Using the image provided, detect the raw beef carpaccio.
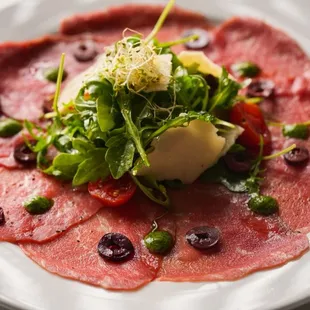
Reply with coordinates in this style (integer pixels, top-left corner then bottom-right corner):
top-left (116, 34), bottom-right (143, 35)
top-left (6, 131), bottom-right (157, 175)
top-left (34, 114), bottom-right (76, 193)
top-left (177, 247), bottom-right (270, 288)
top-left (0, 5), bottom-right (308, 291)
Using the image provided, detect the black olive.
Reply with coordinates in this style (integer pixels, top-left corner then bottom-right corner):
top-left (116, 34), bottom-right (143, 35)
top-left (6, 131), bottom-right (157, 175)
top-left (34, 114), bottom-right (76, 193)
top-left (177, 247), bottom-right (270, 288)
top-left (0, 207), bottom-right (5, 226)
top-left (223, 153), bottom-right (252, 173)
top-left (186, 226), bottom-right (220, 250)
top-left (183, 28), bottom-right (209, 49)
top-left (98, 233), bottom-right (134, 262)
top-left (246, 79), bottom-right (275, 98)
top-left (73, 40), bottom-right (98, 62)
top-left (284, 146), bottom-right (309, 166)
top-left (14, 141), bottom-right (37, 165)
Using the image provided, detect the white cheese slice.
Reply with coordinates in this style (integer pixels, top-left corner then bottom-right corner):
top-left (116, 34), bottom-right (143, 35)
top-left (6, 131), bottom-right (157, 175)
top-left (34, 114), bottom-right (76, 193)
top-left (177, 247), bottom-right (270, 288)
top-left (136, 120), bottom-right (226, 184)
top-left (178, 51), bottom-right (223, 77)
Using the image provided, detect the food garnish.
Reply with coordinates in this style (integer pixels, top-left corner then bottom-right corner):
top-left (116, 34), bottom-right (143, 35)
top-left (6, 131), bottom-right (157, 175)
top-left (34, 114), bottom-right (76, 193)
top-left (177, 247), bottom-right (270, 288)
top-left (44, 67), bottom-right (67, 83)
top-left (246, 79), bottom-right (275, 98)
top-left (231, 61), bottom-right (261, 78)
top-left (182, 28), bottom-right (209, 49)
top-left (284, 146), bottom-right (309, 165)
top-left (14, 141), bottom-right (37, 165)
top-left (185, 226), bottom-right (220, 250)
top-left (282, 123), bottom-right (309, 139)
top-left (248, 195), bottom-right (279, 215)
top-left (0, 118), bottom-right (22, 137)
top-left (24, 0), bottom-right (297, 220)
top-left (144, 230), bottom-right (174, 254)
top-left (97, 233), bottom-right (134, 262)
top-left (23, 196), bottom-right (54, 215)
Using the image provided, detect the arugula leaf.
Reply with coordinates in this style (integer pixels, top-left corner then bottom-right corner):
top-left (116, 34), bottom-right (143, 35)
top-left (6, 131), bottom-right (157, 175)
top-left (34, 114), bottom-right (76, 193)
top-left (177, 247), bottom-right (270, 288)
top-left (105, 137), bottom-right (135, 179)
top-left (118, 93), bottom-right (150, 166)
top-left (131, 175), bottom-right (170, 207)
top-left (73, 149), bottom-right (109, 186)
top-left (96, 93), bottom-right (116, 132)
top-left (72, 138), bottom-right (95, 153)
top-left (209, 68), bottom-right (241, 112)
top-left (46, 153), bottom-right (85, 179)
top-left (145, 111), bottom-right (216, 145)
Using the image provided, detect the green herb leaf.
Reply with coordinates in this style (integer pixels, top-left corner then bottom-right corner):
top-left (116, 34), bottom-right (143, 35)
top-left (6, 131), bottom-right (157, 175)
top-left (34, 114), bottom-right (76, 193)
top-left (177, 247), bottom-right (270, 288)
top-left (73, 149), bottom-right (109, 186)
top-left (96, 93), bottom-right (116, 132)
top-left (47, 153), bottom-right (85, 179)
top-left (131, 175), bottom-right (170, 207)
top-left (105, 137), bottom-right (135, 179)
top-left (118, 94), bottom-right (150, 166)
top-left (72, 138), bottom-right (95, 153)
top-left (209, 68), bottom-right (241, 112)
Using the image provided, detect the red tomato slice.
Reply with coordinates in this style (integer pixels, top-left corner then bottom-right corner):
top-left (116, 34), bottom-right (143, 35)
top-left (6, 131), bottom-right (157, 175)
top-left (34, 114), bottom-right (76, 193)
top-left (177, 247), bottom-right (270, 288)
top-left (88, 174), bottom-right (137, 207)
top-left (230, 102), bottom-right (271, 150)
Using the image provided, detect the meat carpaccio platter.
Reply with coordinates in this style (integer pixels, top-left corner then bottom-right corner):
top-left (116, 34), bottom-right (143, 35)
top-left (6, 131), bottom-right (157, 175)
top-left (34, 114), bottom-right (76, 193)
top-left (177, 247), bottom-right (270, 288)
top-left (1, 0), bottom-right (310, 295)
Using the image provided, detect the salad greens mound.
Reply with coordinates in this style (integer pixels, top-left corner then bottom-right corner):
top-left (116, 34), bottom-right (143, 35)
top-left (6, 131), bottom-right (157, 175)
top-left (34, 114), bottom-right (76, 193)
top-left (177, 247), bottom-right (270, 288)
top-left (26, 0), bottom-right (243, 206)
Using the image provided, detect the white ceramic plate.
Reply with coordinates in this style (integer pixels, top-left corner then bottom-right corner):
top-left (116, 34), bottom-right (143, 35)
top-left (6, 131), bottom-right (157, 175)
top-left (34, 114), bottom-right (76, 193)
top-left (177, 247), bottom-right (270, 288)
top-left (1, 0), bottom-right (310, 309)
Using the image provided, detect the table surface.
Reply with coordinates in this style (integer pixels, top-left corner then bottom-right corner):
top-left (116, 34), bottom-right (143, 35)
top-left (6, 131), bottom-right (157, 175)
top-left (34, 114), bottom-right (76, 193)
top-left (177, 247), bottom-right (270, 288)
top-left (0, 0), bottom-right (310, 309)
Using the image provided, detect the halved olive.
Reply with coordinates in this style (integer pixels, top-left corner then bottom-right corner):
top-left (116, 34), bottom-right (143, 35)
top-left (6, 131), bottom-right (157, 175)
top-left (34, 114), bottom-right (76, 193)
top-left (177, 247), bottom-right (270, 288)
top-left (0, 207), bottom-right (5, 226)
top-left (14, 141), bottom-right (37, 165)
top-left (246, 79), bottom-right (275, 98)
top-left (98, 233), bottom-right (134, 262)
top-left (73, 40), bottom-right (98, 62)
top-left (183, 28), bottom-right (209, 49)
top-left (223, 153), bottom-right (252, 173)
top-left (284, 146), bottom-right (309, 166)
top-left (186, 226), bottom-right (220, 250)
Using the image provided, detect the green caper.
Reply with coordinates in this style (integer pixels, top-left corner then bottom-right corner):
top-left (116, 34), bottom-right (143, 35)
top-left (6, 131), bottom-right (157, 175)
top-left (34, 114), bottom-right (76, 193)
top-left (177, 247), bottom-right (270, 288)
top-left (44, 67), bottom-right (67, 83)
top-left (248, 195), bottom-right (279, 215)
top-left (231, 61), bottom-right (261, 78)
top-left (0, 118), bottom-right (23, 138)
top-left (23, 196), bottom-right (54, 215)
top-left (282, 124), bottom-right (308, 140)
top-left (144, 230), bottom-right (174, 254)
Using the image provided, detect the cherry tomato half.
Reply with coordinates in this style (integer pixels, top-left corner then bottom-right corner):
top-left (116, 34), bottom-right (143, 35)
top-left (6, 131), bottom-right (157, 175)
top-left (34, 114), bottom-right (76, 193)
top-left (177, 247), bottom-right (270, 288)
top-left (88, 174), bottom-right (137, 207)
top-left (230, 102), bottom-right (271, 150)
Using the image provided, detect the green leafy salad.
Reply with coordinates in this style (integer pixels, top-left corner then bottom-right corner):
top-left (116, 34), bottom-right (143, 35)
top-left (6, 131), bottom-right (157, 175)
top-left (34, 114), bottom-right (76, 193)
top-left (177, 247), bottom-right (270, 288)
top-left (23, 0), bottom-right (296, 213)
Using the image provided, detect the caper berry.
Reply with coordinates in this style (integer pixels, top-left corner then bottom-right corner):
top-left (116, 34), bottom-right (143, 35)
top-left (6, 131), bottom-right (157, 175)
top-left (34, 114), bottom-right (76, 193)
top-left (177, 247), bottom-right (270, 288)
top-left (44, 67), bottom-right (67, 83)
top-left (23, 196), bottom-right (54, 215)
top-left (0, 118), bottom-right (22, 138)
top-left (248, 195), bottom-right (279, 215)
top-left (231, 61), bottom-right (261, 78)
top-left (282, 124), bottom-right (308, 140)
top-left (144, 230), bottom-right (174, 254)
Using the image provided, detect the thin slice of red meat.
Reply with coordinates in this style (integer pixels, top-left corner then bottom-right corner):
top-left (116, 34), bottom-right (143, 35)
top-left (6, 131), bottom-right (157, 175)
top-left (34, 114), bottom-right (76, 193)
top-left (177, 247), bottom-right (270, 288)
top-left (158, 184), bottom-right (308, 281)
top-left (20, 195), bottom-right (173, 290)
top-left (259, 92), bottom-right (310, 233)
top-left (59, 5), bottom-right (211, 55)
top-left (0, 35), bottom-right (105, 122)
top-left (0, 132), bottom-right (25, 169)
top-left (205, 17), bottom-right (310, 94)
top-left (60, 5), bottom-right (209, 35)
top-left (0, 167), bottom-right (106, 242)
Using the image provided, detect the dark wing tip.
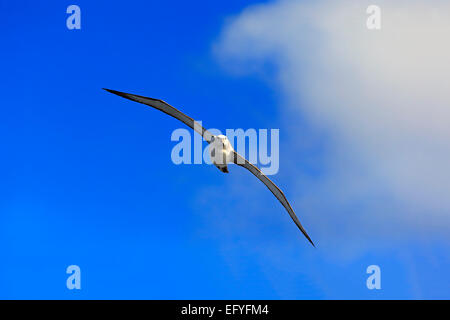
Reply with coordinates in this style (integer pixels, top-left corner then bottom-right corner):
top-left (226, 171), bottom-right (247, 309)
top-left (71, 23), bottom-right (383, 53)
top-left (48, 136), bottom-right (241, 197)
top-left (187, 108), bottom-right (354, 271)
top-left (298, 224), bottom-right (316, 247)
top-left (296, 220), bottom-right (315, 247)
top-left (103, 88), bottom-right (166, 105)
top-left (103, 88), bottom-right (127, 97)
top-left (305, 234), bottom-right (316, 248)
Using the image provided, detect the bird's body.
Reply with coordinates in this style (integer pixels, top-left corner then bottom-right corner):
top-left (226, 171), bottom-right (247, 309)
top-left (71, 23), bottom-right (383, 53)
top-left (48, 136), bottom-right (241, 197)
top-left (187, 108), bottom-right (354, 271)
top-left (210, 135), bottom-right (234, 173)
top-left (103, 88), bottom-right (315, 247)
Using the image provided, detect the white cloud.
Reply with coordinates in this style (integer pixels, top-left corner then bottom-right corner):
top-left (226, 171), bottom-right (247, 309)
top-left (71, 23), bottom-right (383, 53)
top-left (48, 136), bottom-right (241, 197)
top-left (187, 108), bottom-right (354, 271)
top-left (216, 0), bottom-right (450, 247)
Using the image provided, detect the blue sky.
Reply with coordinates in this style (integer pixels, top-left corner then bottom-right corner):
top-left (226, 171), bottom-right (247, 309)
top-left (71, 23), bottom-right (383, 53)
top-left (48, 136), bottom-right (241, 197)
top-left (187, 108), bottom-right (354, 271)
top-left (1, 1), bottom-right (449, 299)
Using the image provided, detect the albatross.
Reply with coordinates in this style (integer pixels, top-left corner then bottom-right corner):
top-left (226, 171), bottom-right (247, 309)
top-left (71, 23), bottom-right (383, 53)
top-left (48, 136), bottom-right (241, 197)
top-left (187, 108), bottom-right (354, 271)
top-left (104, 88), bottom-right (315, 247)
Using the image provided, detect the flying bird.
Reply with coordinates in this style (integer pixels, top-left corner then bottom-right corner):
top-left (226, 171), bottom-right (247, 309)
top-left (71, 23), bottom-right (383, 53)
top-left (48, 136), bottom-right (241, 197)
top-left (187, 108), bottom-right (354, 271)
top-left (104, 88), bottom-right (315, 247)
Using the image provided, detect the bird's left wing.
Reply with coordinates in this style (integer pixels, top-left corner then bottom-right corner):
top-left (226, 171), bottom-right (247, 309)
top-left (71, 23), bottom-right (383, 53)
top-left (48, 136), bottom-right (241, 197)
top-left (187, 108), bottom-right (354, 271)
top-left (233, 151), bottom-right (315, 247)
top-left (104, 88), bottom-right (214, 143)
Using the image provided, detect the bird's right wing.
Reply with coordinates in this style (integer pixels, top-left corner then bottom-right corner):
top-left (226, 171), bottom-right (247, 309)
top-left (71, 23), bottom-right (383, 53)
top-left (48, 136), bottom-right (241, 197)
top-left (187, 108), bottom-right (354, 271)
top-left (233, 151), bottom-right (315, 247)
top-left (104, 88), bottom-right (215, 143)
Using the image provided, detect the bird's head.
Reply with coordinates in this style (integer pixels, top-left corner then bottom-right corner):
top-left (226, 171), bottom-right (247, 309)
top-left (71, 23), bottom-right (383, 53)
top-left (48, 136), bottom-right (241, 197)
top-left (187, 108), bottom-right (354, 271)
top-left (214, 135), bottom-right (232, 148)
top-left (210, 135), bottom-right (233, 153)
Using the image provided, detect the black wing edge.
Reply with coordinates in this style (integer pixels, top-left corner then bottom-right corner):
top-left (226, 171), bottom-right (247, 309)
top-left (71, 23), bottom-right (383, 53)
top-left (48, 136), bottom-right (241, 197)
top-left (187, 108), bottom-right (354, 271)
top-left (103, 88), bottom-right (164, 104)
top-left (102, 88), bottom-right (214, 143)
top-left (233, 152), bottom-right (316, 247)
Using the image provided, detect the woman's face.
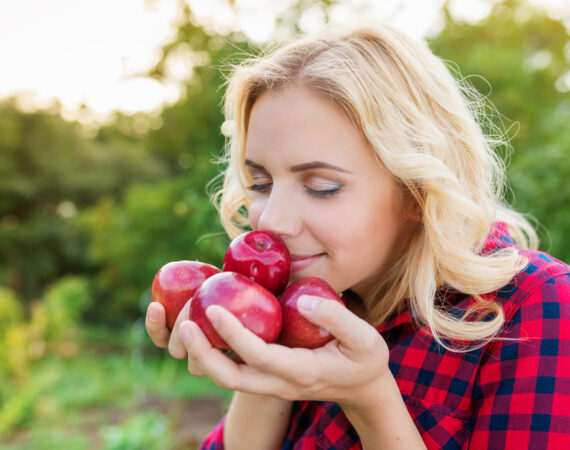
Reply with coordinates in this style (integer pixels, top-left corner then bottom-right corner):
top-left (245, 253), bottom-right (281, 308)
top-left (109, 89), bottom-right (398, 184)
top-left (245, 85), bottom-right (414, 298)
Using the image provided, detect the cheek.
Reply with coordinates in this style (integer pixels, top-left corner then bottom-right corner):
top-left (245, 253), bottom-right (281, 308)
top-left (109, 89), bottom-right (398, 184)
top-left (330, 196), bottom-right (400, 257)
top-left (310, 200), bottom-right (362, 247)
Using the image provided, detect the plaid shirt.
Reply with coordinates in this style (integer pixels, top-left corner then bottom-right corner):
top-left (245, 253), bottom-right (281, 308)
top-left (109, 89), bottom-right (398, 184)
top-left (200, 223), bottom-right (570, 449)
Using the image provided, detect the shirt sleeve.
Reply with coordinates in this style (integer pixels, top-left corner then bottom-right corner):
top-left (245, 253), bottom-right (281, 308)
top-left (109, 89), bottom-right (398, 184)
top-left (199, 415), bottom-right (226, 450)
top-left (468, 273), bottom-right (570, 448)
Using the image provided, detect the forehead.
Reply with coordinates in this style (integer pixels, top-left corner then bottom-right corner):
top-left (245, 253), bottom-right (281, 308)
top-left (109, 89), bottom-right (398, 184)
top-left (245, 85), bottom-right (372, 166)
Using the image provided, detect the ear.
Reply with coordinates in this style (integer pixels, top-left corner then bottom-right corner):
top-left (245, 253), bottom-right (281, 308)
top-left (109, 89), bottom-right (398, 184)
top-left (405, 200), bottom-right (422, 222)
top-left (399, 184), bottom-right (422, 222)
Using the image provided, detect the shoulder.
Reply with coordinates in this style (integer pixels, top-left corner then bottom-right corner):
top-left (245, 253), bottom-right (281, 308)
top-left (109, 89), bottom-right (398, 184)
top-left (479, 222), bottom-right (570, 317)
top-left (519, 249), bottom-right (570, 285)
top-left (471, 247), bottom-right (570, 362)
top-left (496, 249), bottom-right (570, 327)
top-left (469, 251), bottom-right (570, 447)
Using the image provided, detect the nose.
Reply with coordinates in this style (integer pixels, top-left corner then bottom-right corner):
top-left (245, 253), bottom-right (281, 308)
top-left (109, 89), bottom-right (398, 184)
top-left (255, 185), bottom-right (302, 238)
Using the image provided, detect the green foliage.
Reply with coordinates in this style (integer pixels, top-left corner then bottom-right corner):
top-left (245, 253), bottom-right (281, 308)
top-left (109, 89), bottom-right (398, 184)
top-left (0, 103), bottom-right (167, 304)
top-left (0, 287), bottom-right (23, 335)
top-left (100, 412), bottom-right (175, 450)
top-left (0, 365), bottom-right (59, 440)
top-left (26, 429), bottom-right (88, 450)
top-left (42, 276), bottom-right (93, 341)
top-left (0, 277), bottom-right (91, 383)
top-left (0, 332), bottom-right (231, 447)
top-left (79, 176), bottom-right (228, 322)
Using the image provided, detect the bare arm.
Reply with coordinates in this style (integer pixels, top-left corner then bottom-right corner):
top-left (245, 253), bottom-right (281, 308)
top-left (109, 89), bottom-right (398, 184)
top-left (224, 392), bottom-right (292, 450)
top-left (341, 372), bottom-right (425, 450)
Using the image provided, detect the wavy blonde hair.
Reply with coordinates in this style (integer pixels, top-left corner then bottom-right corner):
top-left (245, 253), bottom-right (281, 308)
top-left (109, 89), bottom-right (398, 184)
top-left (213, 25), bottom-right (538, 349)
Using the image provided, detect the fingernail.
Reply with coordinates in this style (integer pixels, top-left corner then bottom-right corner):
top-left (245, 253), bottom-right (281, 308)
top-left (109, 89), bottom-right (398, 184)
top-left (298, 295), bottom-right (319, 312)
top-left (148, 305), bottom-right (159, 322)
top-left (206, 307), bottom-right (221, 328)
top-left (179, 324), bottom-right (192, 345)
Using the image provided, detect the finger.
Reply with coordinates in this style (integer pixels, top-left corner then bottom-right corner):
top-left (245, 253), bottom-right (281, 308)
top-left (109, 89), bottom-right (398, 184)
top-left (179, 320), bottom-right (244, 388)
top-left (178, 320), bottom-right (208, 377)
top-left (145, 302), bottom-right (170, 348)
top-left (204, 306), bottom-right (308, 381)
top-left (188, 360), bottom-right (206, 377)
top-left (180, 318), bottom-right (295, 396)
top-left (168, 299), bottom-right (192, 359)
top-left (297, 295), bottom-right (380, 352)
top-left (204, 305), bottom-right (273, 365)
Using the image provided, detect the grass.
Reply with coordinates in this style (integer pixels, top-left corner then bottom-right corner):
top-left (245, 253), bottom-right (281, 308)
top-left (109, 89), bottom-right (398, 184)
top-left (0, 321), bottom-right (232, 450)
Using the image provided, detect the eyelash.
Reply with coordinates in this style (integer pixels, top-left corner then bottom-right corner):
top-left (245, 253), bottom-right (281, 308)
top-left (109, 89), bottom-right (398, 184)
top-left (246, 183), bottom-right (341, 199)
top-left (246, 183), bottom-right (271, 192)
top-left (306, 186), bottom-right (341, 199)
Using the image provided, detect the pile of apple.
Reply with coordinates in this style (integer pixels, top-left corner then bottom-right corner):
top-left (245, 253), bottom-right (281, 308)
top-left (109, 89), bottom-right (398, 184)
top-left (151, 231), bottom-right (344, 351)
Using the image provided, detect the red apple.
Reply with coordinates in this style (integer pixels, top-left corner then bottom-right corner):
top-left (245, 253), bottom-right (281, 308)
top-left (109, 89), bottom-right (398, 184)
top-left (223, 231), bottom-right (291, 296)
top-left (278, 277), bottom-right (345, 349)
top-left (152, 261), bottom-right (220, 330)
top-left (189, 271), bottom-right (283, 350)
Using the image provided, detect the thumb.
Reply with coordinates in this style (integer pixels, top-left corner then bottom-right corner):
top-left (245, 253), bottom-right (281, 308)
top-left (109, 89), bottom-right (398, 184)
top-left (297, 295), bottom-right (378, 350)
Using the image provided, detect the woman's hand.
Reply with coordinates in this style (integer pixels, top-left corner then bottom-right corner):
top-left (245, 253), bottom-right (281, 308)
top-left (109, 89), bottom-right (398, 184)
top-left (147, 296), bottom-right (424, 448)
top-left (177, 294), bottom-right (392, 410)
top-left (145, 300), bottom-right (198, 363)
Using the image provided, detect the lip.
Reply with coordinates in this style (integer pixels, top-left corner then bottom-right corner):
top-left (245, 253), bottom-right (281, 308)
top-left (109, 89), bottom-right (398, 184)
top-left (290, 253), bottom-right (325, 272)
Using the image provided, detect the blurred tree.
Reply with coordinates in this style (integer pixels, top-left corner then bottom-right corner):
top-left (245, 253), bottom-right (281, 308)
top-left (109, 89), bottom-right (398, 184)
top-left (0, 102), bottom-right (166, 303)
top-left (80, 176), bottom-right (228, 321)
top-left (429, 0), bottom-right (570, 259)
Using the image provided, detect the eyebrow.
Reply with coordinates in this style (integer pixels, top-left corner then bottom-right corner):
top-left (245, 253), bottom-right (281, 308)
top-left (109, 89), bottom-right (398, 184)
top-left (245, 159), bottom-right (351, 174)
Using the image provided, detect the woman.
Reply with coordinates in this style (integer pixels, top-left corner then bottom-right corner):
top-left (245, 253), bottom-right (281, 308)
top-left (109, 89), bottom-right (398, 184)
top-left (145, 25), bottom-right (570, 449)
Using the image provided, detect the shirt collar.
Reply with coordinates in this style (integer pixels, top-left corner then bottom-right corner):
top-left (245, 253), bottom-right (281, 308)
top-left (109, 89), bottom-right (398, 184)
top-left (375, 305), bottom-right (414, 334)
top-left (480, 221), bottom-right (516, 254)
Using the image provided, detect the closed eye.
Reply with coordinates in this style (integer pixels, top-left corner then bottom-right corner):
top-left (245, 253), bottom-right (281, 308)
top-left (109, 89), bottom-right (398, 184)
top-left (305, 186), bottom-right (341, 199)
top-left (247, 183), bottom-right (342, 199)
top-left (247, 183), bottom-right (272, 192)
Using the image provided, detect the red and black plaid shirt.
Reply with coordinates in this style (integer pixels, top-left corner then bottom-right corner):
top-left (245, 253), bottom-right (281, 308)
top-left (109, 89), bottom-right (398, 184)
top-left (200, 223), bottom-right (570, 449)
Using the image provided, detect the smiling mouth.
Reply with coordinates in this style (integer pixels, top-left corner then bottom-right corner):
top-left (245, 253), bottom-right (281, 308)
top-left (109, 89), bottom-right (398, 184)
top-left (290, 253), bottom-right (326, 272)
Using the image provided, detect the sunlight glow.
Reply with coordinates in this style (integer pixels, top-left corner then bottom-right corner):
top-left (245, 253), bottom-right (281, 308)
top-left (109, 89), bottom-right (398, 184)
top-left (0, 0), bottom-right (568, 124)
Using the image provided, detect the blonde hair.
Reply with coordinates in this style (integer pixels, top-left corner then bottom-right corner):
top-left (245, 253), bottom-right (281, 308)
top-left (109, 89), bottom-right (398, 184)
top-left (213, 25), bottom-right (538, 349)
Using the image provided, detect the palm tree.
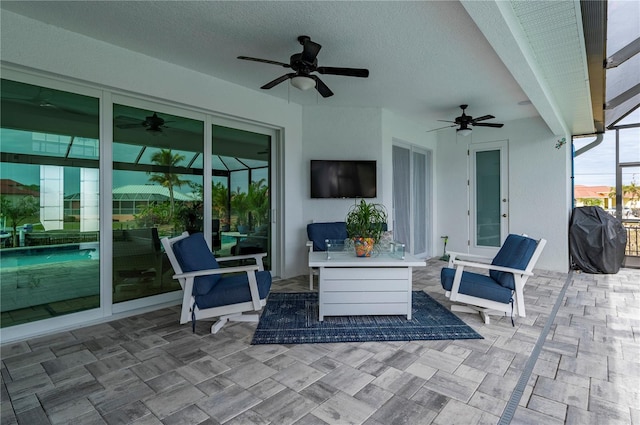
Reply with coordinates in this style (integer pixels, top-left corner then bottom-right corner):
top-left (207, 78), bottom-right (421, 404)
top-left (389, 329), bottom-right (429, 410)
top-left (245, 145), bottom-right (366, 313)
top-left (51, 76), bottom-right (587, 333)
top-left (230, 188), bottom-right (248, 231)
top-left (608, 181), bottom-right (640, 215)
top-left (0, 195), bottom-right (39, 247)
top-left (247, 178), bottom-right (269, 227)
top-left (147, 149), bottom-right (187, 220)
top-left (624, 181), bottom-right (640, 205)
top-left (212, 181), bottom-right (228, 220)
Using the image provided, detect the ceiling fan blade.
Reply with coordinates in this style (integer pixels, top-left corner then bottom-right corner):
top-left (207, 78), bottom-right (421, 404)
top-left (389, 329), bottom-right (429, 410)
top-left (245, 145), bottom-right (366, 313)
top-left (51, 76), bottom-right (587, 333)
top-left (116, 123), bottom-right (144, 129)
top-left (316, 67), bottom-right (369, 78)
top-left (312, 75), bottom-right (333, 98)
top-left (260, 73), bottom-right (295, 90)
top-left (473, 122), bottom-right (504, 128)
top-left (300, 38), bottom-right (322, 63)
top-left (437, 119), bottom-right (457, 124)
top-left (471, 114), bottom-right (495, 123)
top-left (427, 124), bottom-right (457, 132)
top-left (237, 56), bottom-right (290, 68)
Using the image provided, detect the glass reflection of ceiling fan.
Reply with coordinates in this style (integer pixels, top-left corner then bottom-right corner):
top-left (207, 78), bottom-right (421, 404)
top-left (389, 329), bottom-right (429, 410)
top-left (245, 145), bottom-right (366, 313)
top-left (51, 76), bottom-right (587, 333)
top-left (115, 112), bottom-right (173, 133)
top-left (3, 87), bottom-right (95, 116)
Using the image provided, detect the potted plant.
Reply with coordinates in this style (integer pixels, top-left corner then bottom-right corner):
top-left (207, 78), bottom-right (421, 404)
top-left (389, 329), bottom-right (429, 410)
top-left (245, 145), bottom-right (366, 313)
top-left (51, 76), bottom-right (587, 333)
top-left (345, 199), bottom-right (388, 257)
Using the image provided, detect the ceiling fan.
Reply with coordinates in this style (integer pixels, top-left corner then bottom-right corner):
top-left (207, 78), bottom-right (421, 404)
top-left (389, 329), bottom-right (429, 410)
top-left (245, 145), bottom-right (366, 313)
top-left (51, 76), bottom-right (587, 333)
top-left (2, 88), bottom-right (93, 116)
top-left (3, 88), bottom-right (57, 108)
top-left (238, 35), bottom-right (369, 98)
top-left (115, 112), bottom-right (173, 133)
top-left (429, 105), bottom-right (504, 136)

_ACTIVITY:_
Only lines that contain "white" are needed, so copy each of them from the data.

_THE COMPLETED TASK:_
Using the image provided, detect the white cheese slice.
Using the image provided, detect the white ceramic plate.
Using the image provided, detect the white cloud.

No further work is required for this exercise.